## TASK DIRECTIONS:
What size of cut to family payments does the editorial say Turnbull is trying to push through Parliament?

## TEXT EXCERPT:
Editorial: Stuff Turnbull, stuff the GST

Malcolm Turnbull might be keeping the Coalition ahead in the polls, but the gloss is coming off his Prime Ministership.

The Prime Minister who wants Australia to be known for its respect for women, allowed raped Somali refugee, Abyan, to languish on Nauru for weeks while the Immigration Department refused to bring her to Australia. Approaches to his office met with silence.

It was only when refugee advocates went public about her disgraceful treatment, and phone calls, petitions and emails flooded Turnbull’s and other MPs’ offices that the government finally began to act. But he did nothing while Abyan was denied counselling and treatment and then spirited out of the country by a special RAAF jet.

Turnbull is heading to Paris in November to be seen to be at the international Climate Summit. But at home, he is a staunch supporter of Abbott’s Direct Action program that will put billions into the pockets of carbon polluters and profiteers.

His real agenda becomes clearer by the day, with growing talk of both an increase in the GST and attacking penalty rates.

Turnbull has stuck with virtually all of Abbott’s policies, but has tried to deflect concerns by saying lots of things are “under consideration”.

Even schools funding for years five and six of the Gonski reforms was “being considered”, he told the media, but added this was “in the context of a very tight budget”.

Turnbull declared, “Fairness is absolutely critical.” But there is nothing fair about the $4.8 billion cut to family payments (over four years) he is now trying to push through Parliament. One hundred and thirty-six thousand single parents will still lose money.


Turnbull has admitted that increasing the GST to 15 per cent is on the table. Turnbull tells us “vulnerable Australians” would not be left worse off.

But a rise in the GST would hit the pockets of millions of workers, pensioners and welfare recipients. An ACOSS (Australian Council of Social Services) report says a GST increase, “would be a recipe for driving inequality.”

Even using a GST increase to pay for tax cuts would make hit lower income households the hardest, while higher income households would pay less tax overall as a proportion of their income.

The GST is a deeply unfair tax, designed to increase the taxes paid by working class people and the poor so corporations and the rich can get tax cuts.

As if that was not bad enough, they have now started looking at “overhauling” (read “cutting”) welfare payments like the disability and aged pension, saying they have got to, “get people into the workforce”.

Turnbull has also argued for an attack on penalty rates, saying they were a product of “history” and advocating “a move to a more flexible workplace”.

He also has the unions in his sights, pushing again to bring back the anti-union Australian Building and Construction Commission. He wants to use the Royal Commission to push for further restrictions on trade unions, threatening unions would be “a frontline issue” at the next election unless Labor caved in to his legislation.

Yet so far Labor leader, Bill Shorten has focussed on distractions like the idea of lowering the voting age to 16. His “snappy” slogan, “Fairness is not a consequence of prosperity, it is a precondition of it,” sounds more like Turnbull than someone determined to fight Turnbull’s agenda.

Tragically, Greens leader Richard Di Natale has been worse, signalling his willingness to work with Turnbull, saying they were “poles apart” on many issues but, “there is some common ground that we will be able to work with the government on”.

All this does is reinforce the illusions that Turnbull might represent something other than the standard rule-for-the-rich Liberal policies.

When Abbott floated his attack on Medicare in January 2013, the unions responded by backing immediate protests. We need the same kind of response to Turnbull. The unions should be calling demonstrations to make it clear to Turnbull and the bosses that they face a serious fight over the GST and penalty rates.

The People’s Climate Marches on 27-29 November should be calling for direct action on renewables.

Federal public sector workers are showing the way, escalating their campaign over pay and conditions, with Border Force (formerly Customs) workers at airports set to take their first 24-hour strike as Solidarity goes to press.

New Public Service Minister Michaelia Cash arrogantly dismissed the workers, saying they weren’t in the “real world” if they rejected demands to sacrifice conditions in exchange for a pathetic 1.5 per cent pay rise.

Turnbull will have to be fought every bit as hard as Abbott if we want to see an end to the Liberals’ agenda of cuts, union bashing and attacks on refugees.

## DATA RECORDS:
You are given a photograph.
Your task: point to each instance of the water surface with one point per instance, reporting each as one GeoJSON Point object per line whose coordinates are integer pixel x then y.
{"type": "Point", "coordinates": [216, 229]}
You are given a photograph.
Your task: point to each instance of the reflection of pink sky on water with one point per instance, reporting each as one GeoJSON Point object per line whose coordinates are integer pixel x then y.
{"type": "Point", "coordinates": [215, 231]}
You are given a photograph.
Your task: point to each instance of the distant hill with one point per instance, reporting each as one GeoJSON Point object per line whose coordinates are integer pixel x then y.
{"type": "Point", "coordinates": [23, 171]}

## WRITTEN ANSWER:
$4.8 billion over four years.